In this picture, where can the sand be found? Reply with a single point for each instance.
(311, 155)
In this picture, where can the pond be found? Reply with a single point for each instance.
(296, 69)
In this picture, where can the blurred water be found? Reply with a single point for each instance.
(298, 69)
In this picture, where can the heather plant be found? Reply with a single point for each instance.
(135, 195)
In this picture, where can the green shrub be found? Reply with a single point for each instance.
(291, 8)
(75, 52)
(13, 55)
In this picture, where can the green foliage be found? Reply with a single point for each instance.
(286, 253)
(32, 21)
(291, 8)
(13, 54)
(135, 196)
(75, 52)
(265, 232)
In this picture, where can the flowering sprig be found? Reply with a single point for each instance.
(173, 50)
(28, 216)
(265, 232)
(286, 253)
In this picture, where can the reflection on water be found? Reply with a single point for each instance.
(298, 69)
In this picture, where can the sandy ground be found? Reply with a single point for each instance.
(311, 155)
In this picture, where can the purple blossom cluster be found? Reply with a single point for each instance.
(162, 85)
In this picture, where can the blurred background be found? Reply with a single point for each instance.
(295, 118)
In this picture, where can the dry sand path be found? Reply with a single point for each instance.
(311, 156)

---

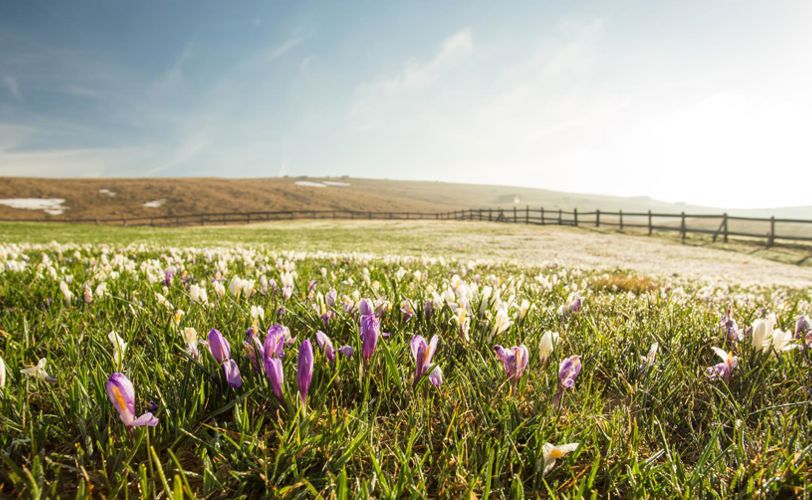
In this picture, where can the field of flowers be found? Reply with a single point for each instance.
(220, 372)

### EXERCISE DIRECTIONS
Report each line in the records above that contains the word "water", copying those lines in full. Case counts.

### TASK RESULT
In this picture, where can the blurred water be found? Reply with a single point for each instance.
In this picture, where can the reflection on water be found? Reply with a single point for each instance.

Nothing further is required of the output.